--- Activity ---
The lines from the start of the records through the one containing "Planogram-check task. Target: cherry blossom tree" are to be transcribed exactly, and nothing else.

--- Available data ---
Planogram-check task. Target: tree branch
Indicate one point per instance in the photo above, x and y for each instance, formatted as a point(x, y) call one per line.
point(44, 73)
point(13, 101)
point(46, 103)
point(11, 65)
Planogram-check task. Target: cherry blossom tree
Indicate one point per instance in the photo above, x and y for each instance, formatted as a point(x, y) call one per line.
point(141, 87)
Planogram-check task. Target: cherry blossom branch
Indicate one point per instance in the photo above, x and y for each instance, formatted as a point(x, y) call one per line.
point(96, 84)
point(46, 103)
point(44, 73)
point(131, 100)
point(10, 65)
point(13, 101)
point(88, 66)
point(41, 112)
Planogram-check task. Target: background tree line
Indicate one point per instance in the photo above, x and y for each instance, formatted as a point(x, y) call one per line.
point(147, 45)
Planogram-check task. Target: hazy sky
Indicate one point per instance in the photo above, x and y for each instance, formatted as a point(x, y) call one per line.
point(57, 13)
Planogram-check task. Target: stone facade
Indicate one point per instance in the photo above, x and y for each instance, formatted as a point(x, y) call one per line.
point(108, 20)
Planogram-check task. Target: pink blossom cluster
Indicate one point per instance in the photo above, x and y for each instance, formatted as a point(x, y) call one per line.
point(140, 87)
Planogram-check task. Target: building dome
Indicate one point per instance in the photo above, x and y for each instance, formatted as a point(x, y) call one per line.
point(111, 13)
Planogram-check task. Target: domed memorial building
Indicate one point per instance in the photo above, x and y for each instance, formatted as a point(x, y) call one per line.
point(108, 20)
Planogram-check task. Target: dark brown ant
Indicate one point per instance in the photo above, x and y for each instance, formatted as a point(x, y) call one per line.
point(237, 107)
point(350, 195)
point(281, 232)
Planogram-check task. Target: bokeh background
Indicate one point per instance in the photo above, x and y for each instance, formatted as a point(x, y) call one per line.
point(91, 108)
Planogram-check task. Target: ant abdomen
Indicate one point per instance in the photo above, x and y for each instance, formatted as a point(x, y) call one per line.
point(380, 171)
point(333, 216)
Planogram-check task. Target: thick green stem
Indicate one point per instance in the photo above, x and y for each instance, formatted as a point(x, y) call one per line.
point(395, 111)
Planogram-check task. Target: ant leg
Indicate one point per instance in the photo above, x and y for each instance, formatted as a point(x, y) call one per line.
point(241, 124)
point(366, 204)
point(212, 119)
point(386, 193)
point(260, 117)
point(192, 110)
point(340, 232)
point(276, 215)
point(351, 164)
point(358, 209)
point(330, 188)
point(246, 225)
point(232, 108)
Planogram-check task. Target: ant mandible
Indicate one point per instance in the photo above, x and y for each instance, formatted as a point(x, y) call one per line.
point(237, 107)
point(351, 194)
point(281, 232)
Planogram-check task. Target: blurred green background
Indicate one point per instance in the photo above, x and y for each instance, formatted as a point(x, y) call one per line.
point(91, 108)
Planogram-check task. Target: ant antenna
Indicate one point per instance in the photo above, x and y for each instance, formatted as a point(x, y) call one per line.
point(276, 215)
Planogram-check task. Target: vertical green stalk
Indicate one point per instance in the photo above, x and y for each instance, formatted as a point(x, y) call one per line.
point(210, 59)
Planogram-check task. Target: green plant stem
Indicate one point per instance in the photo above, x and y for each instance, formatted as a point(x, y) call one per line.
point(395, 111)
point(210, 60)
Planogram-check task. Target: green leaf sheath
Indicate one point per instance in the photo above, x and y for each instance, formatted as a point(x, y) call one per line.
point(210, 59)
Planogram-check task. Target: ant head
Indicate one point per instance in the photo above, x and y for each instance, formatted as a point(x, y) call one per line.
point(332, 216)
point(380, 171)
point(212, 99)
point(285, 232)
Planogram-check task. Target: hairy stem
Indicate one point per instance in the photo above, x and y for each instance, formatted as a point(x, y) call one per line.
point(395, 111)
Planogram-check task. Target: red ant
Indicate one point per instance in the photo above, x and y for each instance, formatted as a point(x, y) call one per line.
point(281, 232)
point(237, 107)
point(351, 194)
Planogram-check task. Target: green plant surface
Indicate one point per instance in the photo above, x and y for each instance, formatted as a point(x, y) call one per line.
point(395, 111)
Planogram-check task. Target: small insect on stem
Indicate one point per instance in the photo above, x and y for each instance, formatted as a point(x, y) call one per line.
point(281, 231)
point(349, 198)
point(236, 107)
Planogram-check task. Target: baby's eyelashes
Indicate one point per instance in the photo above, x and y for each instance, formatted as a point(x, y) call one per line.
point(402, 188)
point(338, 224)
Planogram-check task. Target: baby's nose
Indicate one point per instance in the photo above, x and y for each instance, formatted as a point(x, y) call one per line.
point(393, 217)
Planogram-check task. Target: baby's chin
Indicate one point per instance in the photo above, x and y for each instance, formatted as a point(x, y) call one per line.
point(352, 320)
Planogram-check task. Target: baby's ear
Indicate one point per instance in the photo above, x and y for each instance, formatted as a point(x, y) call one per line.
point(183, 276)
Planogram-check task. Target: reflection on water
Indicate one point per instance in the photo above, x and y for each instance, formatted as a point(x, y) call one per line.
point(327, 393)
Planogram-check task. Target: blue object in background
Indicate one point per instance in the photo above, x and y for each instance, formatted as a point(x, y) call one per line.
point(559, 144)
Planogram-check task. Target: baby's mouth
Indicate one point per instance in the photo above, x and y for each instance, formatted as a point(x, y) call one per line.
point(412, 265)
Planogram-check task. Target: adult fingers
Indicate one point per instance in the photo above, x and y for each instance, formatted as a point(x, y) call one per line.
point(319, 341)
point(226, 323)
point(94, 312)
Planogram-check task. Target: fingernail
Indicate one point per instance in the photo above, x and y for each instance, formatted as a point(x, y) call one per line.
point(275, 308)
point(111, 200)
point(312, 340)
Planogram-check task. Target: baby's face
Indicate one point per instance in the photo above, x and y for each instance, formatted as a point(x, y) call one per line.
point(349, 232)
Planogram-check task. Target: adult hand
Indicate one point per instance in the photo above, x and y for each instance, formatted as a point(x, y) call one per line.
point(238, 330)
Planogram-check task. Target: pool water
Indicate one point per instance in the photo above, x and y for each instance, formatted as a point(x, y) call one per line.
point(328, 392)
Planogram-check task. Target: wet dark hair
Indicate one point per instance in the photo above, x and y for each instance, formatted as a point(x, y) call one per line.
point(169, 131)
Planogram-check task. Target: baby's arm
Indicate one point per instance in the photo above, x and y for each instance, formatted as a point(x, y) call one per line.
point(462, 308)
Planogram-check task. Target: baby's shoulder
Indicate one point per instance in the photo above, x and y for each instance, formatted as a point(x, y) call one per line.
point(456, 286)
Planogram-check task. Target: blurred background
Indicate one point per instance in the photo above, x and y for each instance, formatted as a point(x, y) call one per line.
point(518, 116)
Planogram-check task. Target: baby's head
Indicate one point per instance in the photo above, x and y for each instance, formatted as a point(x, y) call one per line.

--- Answer to this problem ---
Planogram-check task. Target: tree branch
Indicate one point per instance in the photo above, x and y for each instance, formatted as a point(x, y) call one per line.
point(44, 73)
point(13, 101)
point(46, 103)
point(11, 65)
Planogram-check task. Target: cherry blossom tree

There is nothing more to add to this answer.